▶ Aim A:
Write out the part of the post on Twitter breaking third-party apps between "The first app: Around" and "(and #cEconomy hashtag)", inclusive.
▶ Aim B:
Answer these questions from the post on Twitter breaking third-party apps:
(i) Which app was the brief email referring to?
(ii) What error message did Twitter return when posting from the Economy app stopped working?
(iii) On what site is the callback value pre-registered for the app?

=== Extract ===

Twitter breaks third-party apps

Yesterday morning, I got a brief email saying “Twitter integration does not work. Otherwise, it is a cool app”. The writer was referring to Economy for iPad
This blog-post’s title is the short answer to the question on why Twitter integration isn’t working. See below for a more detailed (and somewhat technical) description of the problems.

The first app: Around four years ago, Twitter announced that they would cut off Basic Auth for Twitter and that all apps needed to use Twitter OAuth. The iPhone Economy app was probably the first iPhone app to use Twitter OAuth for login and posting tweets. I wrote about it in 2009. In terms of development time, implementing Twitter OAuth login turned out to be much more expensive than I anticipated. Twitter didn’t create a mobile-friendly login page until much later and that was a big problem for most users. However, in spite of all these problems, the basic functionality worked and folks were able to post economic tweets with the Economy app (and #cEconomy hashtag)

Twitter breaks the access_token request: Earlier this month, I noticed that the Economy app could not post economic tweets anymore. New logins were also failing. It turned out that Twitter broke their OAuth 1.0 API. Debugging old code isn’t always easy and I had written this code in mid-2009, but fortunately, Twitter made trouble-shooting relatively easy by returning a helpful error message “Required oauth_verifier parameter not provided”. Fixing this problem meant two things (a) After the user types in their username and password, Twitter appends a query-string parameter (oauth_verifier) to the callback URL. This oauth-Verifier value needed to be retrieved from the URL. (b) The oauth_verifier needed to be included in the HTTP headers of the /oauth/access_token request.

Why Twitter broke access_token: Requiring the new oauth_verifier token clearly broke the previous definition of the access_token API and it broke Twitter functionality in third-party apps that relied on the official Twitter definition. Interestingly, Twitter documentation continues to describe oauth_verifier as an optional parameter. Twitter can make the case that their previous implementation and current documentation are both wrong and that incremental security gains weremore important than not-breaking their old API. However, it would have been nice if Twitter had publicly acknowledged their past mistake and given developers sufficient time to migrate to the new requirement. Of course, the best option would have been to require oauth_verifier in the original 2009 API implementation.

The broken request_token API: Current documentation of the request_token API states that the oauth_callback is required. Presumably, this documentation was updated recently. However, interestingly, our old code (without) the oauth_callback parameter continue to work fine. The oauth_callback parameter wasn’t necessary because the callback value is already pre-registered for our app on dev.twitter.com. Nevertheless, I spent the extra effort on adding the new parameter, modifying signature etc. and we now pass the oauth_callback parameter for request_token API calls. Apps don’t get broken regardless of whether the oauth_callback parameter is passed. However, I’d still consider the API as broken because it doesn’t conform to Twitter’s official definition of the API and it could potentially break apps in the future.

=== Records shown ===

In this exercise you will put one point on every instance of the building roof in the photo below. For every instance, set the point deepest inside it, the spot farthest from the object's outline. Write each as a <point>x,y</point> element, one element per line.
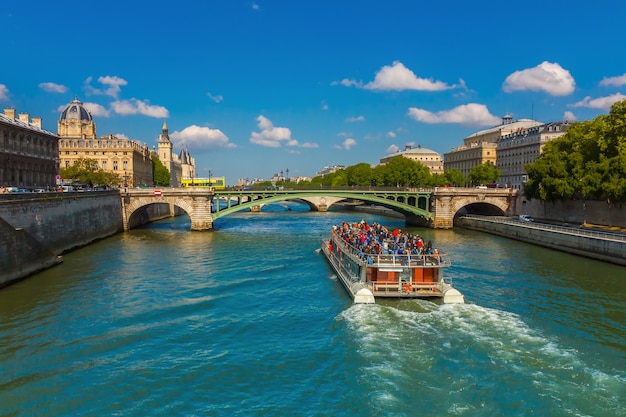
<point>76,110</point>
<point>18,122</point>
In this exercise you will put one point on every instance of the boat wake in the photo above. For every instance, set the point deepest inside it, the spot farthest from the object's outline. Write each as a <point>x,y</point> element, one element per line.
<point>475,349</point>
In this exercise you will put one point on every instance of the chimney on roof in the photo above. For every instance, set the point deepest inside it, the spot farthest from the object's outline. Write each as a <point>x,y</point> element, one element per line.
<point>10,113</point>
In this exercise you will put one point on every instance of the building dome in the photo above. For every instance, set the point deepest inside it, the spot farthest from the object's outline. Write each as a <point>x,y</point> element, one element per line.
<point>76,110</point>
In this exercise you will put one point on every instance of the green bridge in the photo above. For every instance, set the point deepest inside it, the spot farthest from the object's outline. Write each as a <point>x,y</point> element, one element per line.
<point>433,208</point>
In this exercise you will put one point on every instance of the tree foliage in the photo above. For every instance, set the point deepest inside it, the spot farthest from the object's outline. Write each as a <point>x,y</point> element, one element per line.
<point>589,161</point>
<point>86,170</point>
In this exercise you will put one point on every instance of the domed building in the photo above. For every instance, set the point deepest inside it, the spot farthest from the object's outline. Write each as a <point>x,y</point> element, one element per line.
<point>127,158</point>
<point>427,157</point>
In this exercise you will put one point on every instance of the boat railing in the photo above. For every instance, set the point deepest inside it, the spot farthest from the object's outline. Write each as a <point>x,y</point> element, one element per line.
<point>391,259</point>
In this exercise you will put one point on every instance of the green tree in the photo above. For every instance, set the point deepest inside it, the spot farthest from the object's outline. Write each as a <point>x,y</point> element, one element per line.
<point>454,177</point>
<point>483,174</point>
<point>589,161</point>
<point>161,176</point>
<point>359,174</point>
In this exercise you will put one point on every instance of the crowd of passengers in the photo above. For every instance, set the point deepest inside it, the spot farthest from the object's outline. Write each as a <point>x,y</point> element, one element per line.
<point>376,239</point>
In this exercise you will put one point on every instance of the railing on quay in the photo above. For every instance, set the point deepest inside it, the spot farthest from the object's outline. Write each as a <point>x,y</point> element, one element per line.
<point>621,237</point>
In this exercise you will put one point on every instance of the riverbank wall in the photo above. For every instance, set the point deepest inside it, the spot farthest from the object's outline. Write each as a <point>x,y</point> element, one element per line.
<point>35,229</point>
<point>602,213</point>
<point>591,244</point>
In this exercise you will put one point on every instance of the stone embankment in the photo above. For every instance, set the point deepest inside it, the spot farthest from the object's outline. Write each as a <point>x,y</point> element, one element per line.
<point>604,246</point>
<point>35,229</point>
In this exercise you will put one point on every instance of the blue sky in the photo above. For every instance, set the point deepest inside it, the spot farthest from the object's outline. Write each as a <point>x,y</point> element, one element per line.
<point>253,88</point>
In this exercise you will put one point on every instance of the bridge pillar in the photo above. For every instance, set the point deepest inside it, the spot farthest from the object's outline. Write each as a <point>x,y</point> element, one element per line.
<point>444,213</point>
<point>201,217</point>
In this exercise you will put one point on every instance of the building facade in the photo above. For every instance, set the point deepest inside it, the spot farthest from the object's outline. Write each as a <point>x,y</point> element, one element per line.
<point>127,158</point>
<point>429,158</point>
<point>481,146</point>
<point>29,155</point>
<point>521,147</point>
<point>181,166</point>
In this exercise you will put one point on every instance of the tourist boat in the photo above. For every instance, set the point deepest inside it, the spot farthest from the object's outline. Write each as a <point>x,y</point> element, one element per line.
<point>370,276</point>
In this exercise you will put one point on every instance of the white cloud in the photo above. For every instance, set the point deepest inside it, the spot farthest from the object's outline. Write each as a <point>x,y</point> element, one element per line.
<point>615,81</point>
<point>355,119</point>
<point>4,92</point>
<point>201,138</point>
<point>53,87</point>
<point>273,137</point>
<point>112,84</point>
<point>397,77</point>
<point>472,114</point>
<point>134,106</point>
<point>347,144</point>
<point>548,77</point>
<point>568,115</point>
<point>602,103</point>
<point>217,99</point>
<point>392,149</point>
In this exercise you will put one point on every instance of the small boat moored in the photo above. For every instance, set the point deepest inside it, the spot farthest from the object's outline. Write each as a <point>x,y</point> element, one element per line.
<point>372,262</point>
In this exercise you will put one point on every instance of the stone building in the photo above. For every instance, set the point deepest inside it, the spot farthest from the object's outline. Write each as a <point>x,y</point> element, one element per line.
<point>29,155</point>
<point>521,147</point>
<point>481,146</point>
<point>180,166</point>
<point>127,158</point>
<point>429,158</point>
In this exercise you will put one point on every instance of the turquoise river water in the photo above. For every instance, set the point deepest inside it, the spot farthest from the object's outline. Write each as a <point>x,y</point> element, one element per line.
<point>249,320</point>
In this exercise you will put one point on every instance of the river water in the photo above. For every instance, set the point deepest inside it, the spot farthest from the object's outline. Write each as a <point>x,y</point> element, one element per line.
<point>249,320</point>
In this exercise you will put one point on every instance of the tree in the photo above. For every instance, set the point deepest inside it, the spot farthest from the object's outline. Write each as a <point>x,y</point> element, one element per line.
<point>588,162</point>
<point>360,174</point>
<point>483,174</point>
<point>160,174</point>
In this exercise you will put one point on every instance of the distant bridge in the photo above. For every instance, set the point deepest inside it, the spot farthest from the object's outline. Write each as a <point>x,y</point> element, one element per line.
<point>434,208</point>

===

▶ Task result A:
The first app: Around four years ago, Twitter announced that they would cut off Basic Auth for Twitter and that all apps needed to use Twitter OAuth. The iPhone Economy app was probably the first iPhone app to use Twitter OAuth for login and posting tweets. I wrote about it in 2009. In terms of development time, implementing Twitter OAuth login turned out to be much more expensive than I anticipated. Twitter didn’t create a mobile-friendly login page until much later and that was a big problem for most users. However, in spite of all these problems, the basic functionality worked and folks were able to post economic tweets with the Economy app (and #cEconomy hashtag)

▶ Task result B:
(i) Economy for iPad
(ii) "Required oauth_verifier parameter not provided"
(iii) dev.twitter.com